**Części ćwiczenia:**
1. Wyodrębnij z artykułu o golu Kroosa dokładny fragment od „Valencia - Real” do „bardzo podobną gafę.”.
2. Odpowiedz na podstawie artykułu o golu Kroosa na poniższe pytania:
(a) Jak nazywa się bramkarz Valencii?
(b) W której minucie pierwszego półfinału Superpucharu Hiszpanii rzut rożny wykonywał Kroos?
(c) Na jakim stadionie i w jakim mieście rozegrano ten półfinał?
3. Kontynuuj artykuł o golu Kroosa, zaczynając bezpośrednio po jego ostatnim zdaniu.

**Wybrany fragment:**
▼▼▼
Popularne dyscypliny
Dyscypliny
Pokaż wszystko

Valencia - Real Madryt: Jaume Domenech znowu puścił gola bezpośrednio z rzutu rożnego - Superpuchar Hiszpanii 2020

Emil Riisberg

09/01/2020, 07:45 GMT+1

Gole strzelone bezpośrednio z rzutu rożnego to w futbolu rzadkość. W środę niesamowitym sprytem i precyzją wykazał się pomocnik Realu Madryt Toni Kroos, który zaskoczył bramkarza Valencii Jaume Domenecha. Co ciekawe, rok temu ten drugi popełnił bardzo podobną gafę.

Foto: Eurosport

Była 15. minuta pierwszego półfinału Superpucharu Hiszpanii na King Abdullah Stadium w saudyjskiej Dżuddzie. Gracze Realu wywalczyli rzut rożny, a piłkę w narożniku ustawił Kroos. Niemiec popatrzył, jak ustawieni są koledzy z zespołu i zauważył, że w tym czasie bramkarz Valencii, który instruował swoich obrońców, zostawił bramkę pustą.
▲▲▲
**Wyodrębniony materiał:**
▼▼▼
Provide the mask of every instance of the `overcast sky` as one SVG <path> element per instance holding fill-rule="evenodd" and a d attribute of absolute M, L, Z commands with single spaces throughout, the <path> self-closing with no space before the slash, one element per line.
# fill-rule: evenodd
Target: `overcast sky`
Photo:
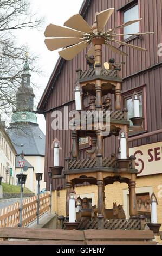
<path fill-rule="evenodd" d="M 38 17 L 44 17 L 42 29 L 24 29 L 18 32 L 18 40 L 20 43 L 29 45 L 29 52 L 40 57 L 38 64 L 44 71 L 42 75 L 31 74 L 31 80 L 39 86 L 39 89 L 34 89 L 36 106 L 45 88 L 49 77 L 59 58 L 57 51 L 50 52 L 44 44 L 44 32 L 49 23 L 63 26 L 64 22 L 73 15 L 78 13 L 83 0 L 30 0 L 32 11 Z M 43 115 L 38 115 L 38 122 L 41 129 L 45 132 Z"/>

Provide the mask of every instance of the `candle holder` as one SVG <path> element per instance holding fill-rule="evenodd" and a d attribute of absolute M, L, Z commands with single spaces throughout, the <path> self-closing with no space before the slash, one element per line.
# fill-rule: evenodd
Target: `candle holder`
<path fill-rule="evenodd" d="M 63 168 L 63 166 L 52 166 L 49 167 L 53 176 L 61 175 Z"/>
<path fill-rule="evenodd" d="M 79 222 L 64 222 L 64 225 L 67 230 L 73 230 L 73 229 L 77 230 L 79 225 Z"/>
<path fill-rule="evenodd" d="M 143 117 L 132 117 L 129 119 L 134 126 L 142 126 L 144 118 Z"/>
<path fill-rule="evenodd" d="M 160 228 L 161 225 L 161 224 L 158 223 L 147 223 L 150 230 L 153 231 L 154 234 L 159 234 Z"/>

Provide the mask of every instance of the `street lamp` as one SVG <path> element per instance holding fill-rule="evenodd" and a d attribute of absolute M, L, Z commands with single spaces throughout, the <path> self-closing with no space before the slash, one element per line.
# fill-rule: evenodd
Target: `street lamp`
<path fill-rule="evenodd" d="M 26 183 L 27 174 L 23 174 L 20 173 L 16 175 L 16 178 L 18 179 L 18 184 L 21 184 L 21 190 L 20 190 L 20 222 L 18 224 L 18 227 L 22 227 L 22 203 L 23 203 L 23 184 Z"/>
<path fill-rule="evenodd" d="M 24 151 L 23 151 L 23 151 L 22 151 L 22 153 L 21 153 L 21 154 L 20 154 L 20 156 L 21 156 L 21 157 L 22 159 L 23 159 L 24 158 L 24 155 L 25 155 L 25 154 L 24 154 Z"/>
<path fill-rule="evenodd" d="M 50 179 L 50 214 L 52 213 L 52 185 L 53 185 L 53 174 L 51 170 L 48 171 L 48 177 Z"/>
<path fill-rule="evenodd" d="M 43 173 L 35 173 L 36 180 L 38 182 L 38 193 L 37 193 L 37 225 L 39 224 L 39 215 L 40 215 L 40 181 L 42 179 Z"/>

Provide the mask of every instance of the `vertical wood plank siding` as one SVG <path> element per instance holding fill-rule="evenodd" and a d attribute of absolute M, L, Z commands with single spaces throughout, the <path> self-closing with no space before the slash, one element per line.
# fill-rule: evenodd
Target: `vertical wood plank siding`
<path fill-rule="evenodd" d="M 117 10 L 128 3 L 128 0 L 92 0 L 85 17 L 86 21 L 92 25 L 95 19 L 96 11 L 100 11 L 111 7 L 115 8 L 115 12 L 106 26 L 106 29 L 113 28 L 118 25 Z M 103 62 L 107 62 L 110 58 L 115 58 L 116 61 L 126 61 L 126 65 L 123 65 L 121 76 L 124 78 L 122 92 L 126 92 L 142 84 L 146 84 L 146 103 L 147 130 L 149 132 L 160 129 L 162 127 L 162 57 L 157 54 L 158 44 L 162 42 L 162 0 L 139 0 L 140 5 L 141 31 L 155 32 L 154 35 L 146 35 L 141 38 L 135 38 L 130 44 L 146 48 L 148 52 L 137 51 L 124 46 L 120 46 L 120 50 L 126 52 L 127 57 L 119 57 L 111 52 L 108 48 L 103 46 Z M 60 164 L 64 166 L 64 159 L 69 156 L 71 146 L 70 131 L 54 131 L 51 129 L 51 112 L 49 109 L 57 107 L 62 104 L 74 100 L 74 88 L 76 79 L 75 70 L 81 68 L 87 69 L 86 60 L 84 58 L 87 50 L 82 51 L 70 62 L 64 62 L 57 80 L 53 89 L 47 100 L 44 107 L 46 118 L 46 142 L 45 159 L 45 181 L 47 181 L 49 187 L 48 170 L 53 165 L 53 155 L 51 144 L 57 137 L 60 141 L 62 150 L 60 151 Z M 160 64 L 161 63 L 161 64 Z M 159 64 L 159 65 L 156 65 Z M 152 66 L 155 65 L 149 70 L 145 70 Z M 139 74 L 138 74 L 139 71 Z M 136 74 L 137 73 L 137 74 Z M 133 74 L 135 74 L 133 75 Z M 57 74 L 53 74 L 51 87 Z M 129 77 L 130 75 L 131 77 Z M 113 103 L 114 99 L 113 99 Z M 74 102 L 68 104 L 69 110 L 75 108 Z M 59 108 L 63 113 L 63 108 Z M 139 139 L 132 142 L 130 147 L 134 147 L 145 144 L 150 144 L 162 141 L 161 135 L 152 137 Z M 116 152 L 118 141 L 115 137 L 105 140 L 105 155 L 107 156 L 112 153 Z M 85 156 L 85 152 L 82 155 Z M 85 156 L 84 156 L 85 157 Z M 53 189 L 59 187 L 64 187 L 64 181 L 53 180 Z"/>

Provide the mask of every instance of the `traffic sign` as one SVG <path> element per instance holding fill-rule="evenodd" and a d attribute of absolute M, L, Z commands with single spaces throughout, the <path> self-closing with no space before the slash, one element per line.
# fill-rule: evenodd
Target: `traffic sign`
<path fill-rule="evenodd" d="M 21 168 L 23 168 L 23 166 L 24 166 L 25 162 L 24 161 L 18 161 L 18 164 L 19 164 L 20 167 Z"/>

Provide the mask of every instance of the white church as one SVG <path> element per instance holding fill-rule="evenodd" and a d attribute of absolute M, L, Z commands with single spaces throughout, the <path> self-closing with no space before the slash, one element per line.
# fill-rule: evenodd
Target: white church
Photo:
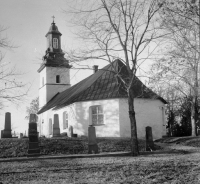
<path fill-rule="evenodd" d="M 61 133 L 88 135 L 88 127 L 95 126 L 97 137 L 130 137 L 127 93 L 116 77 L 127 77 L 122 61 L 115 60 L 94 74 L 70 85 L 70 65 L 61 49 L 61 33 L 54 21 L 47 38 L 47 50 L 38 69 L 40 75 L 39 124 L 40 135 L 52 137 L 54 114 L 59 115 Z M 114 69 L 113 69 L 114 67 Z M 138 138 L 145 137 L 145 127 L 151 126 L 153 138 L 166 134 L 166 101 L 148 89 L 138 78 L 134 84 L 135 113 Z"/>

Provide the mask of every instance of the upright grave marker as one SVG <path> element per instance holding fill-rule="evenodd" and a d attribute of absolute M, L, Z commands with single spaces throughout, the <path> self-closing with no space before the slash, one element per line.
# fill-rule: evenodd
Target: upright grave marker
<path fill-rule="evenodd" d="M 29 137 L 28 156 L 40 155 L 36 120 L 37 120 L 36 114 L 30 114 L 29 129 L 28 129 L 28 137 Z"/>
<path fill-rule="evenodd" d="M 88 127 L 88 153 L 91 154 L 92 152 L 99 153 L 95 127 L 91 125 Z"/>
<path fill-rule="evenodd" d="M 153 150 L 154 150 L 154 143 L 153 143 L 152 128 L 147 126 L 146 127 L 146 151 L 153 151 Z"/>
<path fill-rule="evenodd" d="M 4 130 L 1 130 L 1 138 L 12 138 L 11 133 L 11 114 L 10 112 L 6 112 L 5 114 L 5 126 Z"/>
<path fill-rule="evenodd" d="M 54 114 L 53 119 L 53 137 L 59 137 L 60 136 L 60 125 L 59 125 L 59 116 L 58 114 Z"/>

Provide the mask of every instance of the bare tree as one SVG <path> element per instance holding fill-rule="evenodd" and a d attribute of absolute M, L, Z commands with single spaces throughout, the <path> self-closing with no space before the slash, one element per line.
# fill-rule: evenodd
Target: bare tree
<path fill-rule="evenodd" d="M 192 136 L 196 135 L 199 97 L 199 4 L 195 1 L 165 1 L 160 11 L 163 28 L 170 33 L 164 55 L 152 66 L 154 79 L 170 84 L 191 101 Z M 200 3 L 200 1 L 199 1 Z M 155 70 L 159 71 L 155 75 Z M 163 82 L 162 85 L 163 85 Z M 192 93 L 192 94 L 191 94 Z"/>
<path fill-rule="evenodd" d="M 81 49 L 67 52 L 71 62 L 100 59 L 112 63 L 120 59 L 128 71 L 128 79 L 117 73 L 128 95 L 129 118 L 131 125 L 132 155 L 138 155 L 137 127 L 133 91 L 135 75 L 161 37 L 157 12 L 161 4 L 156 0 L 98 0 L 75 1 L 72 9 L 72 22 L 79 30 L 77 35 L 83 40 Z M 152 43 L 150 47 L 150 43 Z M 112 64 L 111 64 L 112 65 Z"/>
<path fill-rule="evenodd" d="M 14 44 L 4 36 L 6 28 L 0 26 L 0 109 L 6 102 L 18 104 L 27 95 L 27 84 L 17 78 L 22 74 L 15 67 L 10 68 L 10 63 L 5 61 L 5 51 L 16 48 Z"/>

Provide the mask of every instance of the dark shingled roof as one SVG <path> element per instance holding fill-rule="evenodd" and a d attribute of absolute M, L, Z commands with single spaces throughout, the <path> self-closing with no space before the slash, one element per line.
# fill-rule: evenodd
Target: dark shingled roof
<path fill-rule="evenodd" d="M 119 79 L 119 75 L 125 81 L 128 80 L 126 66 L 120 60 L 115 60 L 113 63 L 105 66 L 76 85 L 61 93 L 57 93 L 39 110 L 38 114 L 51 108 L 54 110 L 60 109 L 74 102 L 110 98 L 127 98 L 125 87 Z M 137 98 L 159 99 L 163 103 L 167 103 L 163 98 L 147 88 L 137 77 L 134 81 L 134 94 Z"/>

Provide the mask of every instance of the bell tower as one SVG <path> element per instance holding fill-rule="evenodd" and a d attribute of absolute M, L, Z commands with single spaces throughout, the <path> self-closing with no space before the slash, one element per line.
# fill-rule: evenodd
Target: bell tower
<path fill-rule="evenodd" d="M 53 19 L 55 17 L 53 16 Z M 43 107 L 57 93 L 70 87 L 69 61 L 61 49 L 61 36 L 54 20 L 45 35 L 47 50 L 38 69 L 40 74 L 39 106 Z"/>

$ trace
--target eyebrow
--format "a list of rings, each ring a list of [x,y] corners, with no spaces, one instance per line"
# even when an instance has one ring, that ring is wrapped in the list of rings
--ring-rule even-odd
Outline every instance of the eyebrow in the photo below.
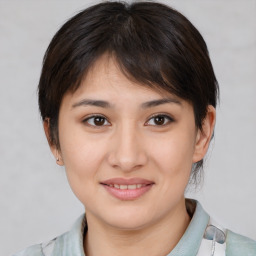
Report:
[[[147,101],[141,104],[141,108],[151,108],[159,105],[167,104],[167,103],[175,103],[178,105],[182,105],[181,102],[177,99],[173,98],[164,98],[159,100]],[[92,99],[83,99],[72,105],[72,108],[80,107],[80,106],[96,106],[101,108],[113,108],[114,105],[110,104],[104,100],[92,100]]]
[[[142,108],[151,108],[151,107],[156,107],[156,106],[167,104],[167,103],[175,103],[175,104],[178,104],[178,105],[182,105],[181,102],[177,99],[164,98],[164,99],[144,102],[144,103],[141,104],[141,107]]]
[[[72,108],[80,107],[80,106],[96,106],[101,108],[111,108],[113,105],[104,100],[90,100],[83,99],[72,105]]]

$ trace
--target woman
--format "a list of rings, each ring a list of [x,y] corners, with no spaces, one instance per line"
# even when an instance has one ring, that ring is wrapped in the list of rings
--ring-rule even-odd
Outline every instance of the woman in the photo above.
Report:
[[[165,5],[105,2],[65,23],[44,58],[39,106],[86,216],[17,255],[255,255],[254,241],[184,198],[217,97],[202,36]]]

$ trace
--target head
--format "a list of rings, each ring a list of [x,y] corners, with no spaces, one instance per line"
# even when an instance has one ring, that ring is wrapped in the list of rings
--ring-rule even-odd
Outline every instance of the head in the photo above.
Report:
[[[102,83],[106,77],[111,85],[98,87],[97,81]],[[118,89],[117,81],[122,83]],[[121,109],[118,97],[111,94],[113,90],[121,96],[128,95],[121,99],[131,100],[131,106],[147,97],[171,96],[192,110],[193,125],[187,123],[184,127],[191,125],[195,140],[197,134],[205,133],[207,118],[211,120],[206,131],[208,137],[212,136],[218,84],[207,46],[198,30],[170,7],[153,2],[104,2],[78,13],[56,33],[44,57],[39,106],[49,144],[61,156],[62,164],[66,165],[62,148],[65,136],[61,133],[68,123],[62,116],[68,111],[68,104],[76,105],[73,98],[78,100],[80,95],[97,96],[102,92],[102,97],[109,95],[109,102],[116,103],[120,111],[129,112],[128,107]],[[129,95],[134,95],[134,101]],[[127,119],[131,120],[128,114]],[[140,147],[143,143],[142,140]],[[206,148],[208,143],[207,139]],[[194,177],[203,165],[206,148],[193,158],[189,173]],[[141,159],[145,160],[143,156]]]

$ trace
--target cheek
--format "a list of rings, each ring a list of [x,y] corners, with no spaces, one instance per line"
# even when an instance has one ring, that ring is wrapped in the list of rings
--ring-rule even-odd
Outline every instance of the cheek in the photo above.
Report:
[[[72,130],[73,132],[69,132]],[[71,189],[82,202],[91,197],[104,159],[104,143],[75,129],[60,130],[61,154]],[[87,199],[88,200],[88,199]]]

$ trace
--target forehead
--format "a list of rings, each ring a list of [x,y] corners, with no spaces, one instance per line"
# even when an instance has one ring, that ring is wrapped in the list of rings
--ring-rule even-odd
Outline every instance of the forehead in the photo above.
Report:
[[[136,97],[139,95],[160,98],[172,97],[177,101],[182,101],[159,85],[137,81],[122,69],[115,56],[110,54],[103,54],[91,65],[73,96],[97,93],[98,96],[107,97],[110,94],[118,94],[121,97],[128,92],[133,93]]]

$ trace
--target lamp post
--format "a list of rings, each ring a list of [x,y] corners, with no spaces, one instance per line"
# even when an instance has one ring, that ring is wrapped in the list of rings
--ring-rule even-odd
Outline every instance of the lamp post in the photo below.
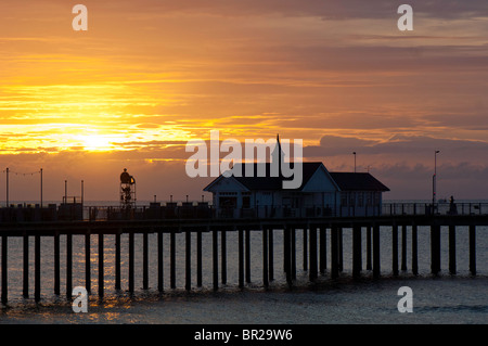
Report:
[[[434,152],[434,176],[432,177],[432,207],[434,212],[434,205],[436,203],[436,184],[437,184],[437,154],[440,153],[439,150]]]

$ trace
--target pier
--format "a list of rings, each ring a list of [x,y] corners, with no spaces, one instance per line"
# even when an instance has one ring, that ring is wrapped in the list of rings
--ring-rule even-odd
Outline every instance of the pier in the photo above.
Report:
[[[237,233],[237,266],[239,268],[239,287],[244,287],[245,283],[251,282],[251,257],[261,257],[262,282],[267,287],[274,280],[274,234],[282,232],[283,234],[283,272],[286,282],[293,286],[296,280],[296,246],[297,243],[304,246],[303,268],[308,271],[311,282],[316,281],[319,273],[324,274],[330,256],[330,278],[338,278],[343,270],[343,232],[350,231],[352,235],[352,277],[360,278],[364,270],[371,270],[374,279],[381,278],[381,251],[380,245],[384,241],[380,236],[380,228],[388,227],[391,232],[391,272],[394,275],[409,268],[413,274],[418,274],[419,254],[418,254],[418,228],[428,227],[431,236],[431,272],[436,275],[441,271],[440,261],[440,232],[441,227],[447,227],[449,232],[449,268],[451,274],[457,273],[457,248],[455,235],[459,227],[468,228],[468,256],[470,272],[476,275],[476,232],[479,227],[488,226],[488,214],[393,214],[382,216],[362,216],[362,217],[288,217],[288,218],[216,218],[211,214],[206,214],[202,207],[195,207],[194,217],[178,217],[177,215],[160,214],[160,209],[145,210],[144,217],[124,218],[112,217],[97,219],[90,209],[89,217],[82,218],[75,210],[72,219],[66,219],[66,208],[61,208],[62,215],[55,220],[54,208],[42,210],[46,217],[43,220],[26,220],[20,221],[5,217],[3,209],[3,219],[0,222],[1,236],[1,303],[7,304],[9,298],[9,240],[11,238],[23,238],[23,282],[15,284],[23,287],[23,296],[29,297],[29,272],[30,260],[34,259],[34,297],[36,302],[40,300],[41,290],[53,290],[55,295],[60,295],[60,258],[65,256],[66,268],[66,298],[72,298],[73,291],[73,238],[85,238],[85,286],[88,293],[92,294],[92,281],[95,278],[91,275],[91,254],[90,246],[93,236],[98,238],[98,295],[103,297],[104,282],[104,236],[115,235],[115,290],[127,290],[129,293],[134,292],[134,272],[142,271],[142,289],[147,290],[150,275],[157,277],[157,290],[164,291],[164,280],[167,280],[164,272],[163,256],[163,235],[169,234],[169,281],[170,289],[176,289],[177,275],[184,277],[184,290],[192,290],[196,275],[196,286],[202,286],[203,271],[202,258],[211,258],[213,265],[213,289],[219,290],[220,284],[228,283],[227,264],[228,264],[228,234],[230,232]],[[208,206],[207,206],[208,208]],[[48,210],[48,212],[47,212]],[[158,210],[155,213],[155,210]],[[9,210],[12,216],[12,210]],[[133,210],[132,210],[133,212]],[[51,214],[50,214],[51,213]],[[78,213],[78,214],[77,214]],[[198,214],[200,213],[200,214]],[[40,214],[39,214],[40,215]],[[200,216],[200,217],[198,217]],[[407,228],[411,230],[411,239],[407,239]],[[258,232],[261,239],[260,248],[251,248],[251,233]],[[196,233],[196,236],[192,236]],[[128,235],[128,286],[121,287],[120,280],[120,258],[121,258],[121,235]],[[157,235],[157,272],[149,270],[149,234]],[[326,244],[326,234],[329,234],[330,244]],[[361,244],[363,234],[367,234],[365,248]],[[297,242],[297,236],[303,236],[303,242]],[[42,285],[41,278],[41,246],[42,238],[53,238],[54,254],[54,287]],[[134,267],[134,236],[142,236],[142,268]],[[483,235],[485,236],[485,234]],[[65,254],[61,254],[60,239],[65,238]],[[211,239],[211,253],[205,254],[202,249],[202,241],[204,238]],[[34,257],[29,254],[29,241],[34,239]],[[176,243],[178,240],[184,242],[184,270],[177,272],[176,270]],[[192,243],[192,239],[196,244]],[[411,251],[411,264],[407,264],[407,243]],[[191,258],[196,256],[196,264]],[[365,266],[362,258],[365,255]],[[220,259],[220,260],[219,260]],[[196,265],[196,266],[195,266]],[[365,268],[364,268],[365,267]],[[220,278],[220,280],[219,280]],[[10,284],[13,284],[10,282]]]

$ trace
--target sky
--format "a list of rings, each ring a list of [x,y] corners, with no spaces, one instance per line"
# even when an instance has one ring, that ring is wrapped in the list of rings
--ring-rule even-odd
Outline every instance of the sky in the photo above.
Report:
▲▲▲
**Odpowiedzi do zadań:**
1.
Valencia - Real Madryt: Jaume Domenech znowu puścił gola bezpośrednio z rzutu rożnego - Superpuchar Hiszpanii 2020

Emil Riisberg

09/01/2020, 07:45 GMT+1

Gole strzelone bezpośrednio z rzutu rożnego to w futbolu rzadkość. W środę niesamowitym sprytem i precyzją wykazał się pomocnik Realu Madryt Toni Kroos, który zaskoczył bramkarza Valencii Jaume Domenecha. Co ciekawe, rok temu ten drugi popełnił bardzo podobną gafę.

2.
(a) Jaume Domenech.
(b) W 15. minucie.
(c) Na King Abdullah Stadium w saudyjskiej Dżuddzie.

3.
Pomocnik Realu postanowił wykorzystać złe ustawienie Hiszpana. I trzeba przyznać, że wszystko poszło po jego myśli. Domenech ocknął się zbyt późno, interweniować próbował, jak piłka przekroczyła już linię bramkową.

Nie pierwszy raz

- Pokazał geniusz - tak trener Królewskich Zinedine Zidane skomentował niecodzienne trafienie Niemca. Bo takich goli nie ogląda się często. Jednak Domenechowi zdarzyło się już zaspać przy kornerze i puścić podobnego babola. I to nie tak dawno, bo 7 lutego 2019 roku w półfinale Pucharu Króla. Wówczas podobnym uderzeniem do Kroosa popisał się piłkarz Betisu Joaquin.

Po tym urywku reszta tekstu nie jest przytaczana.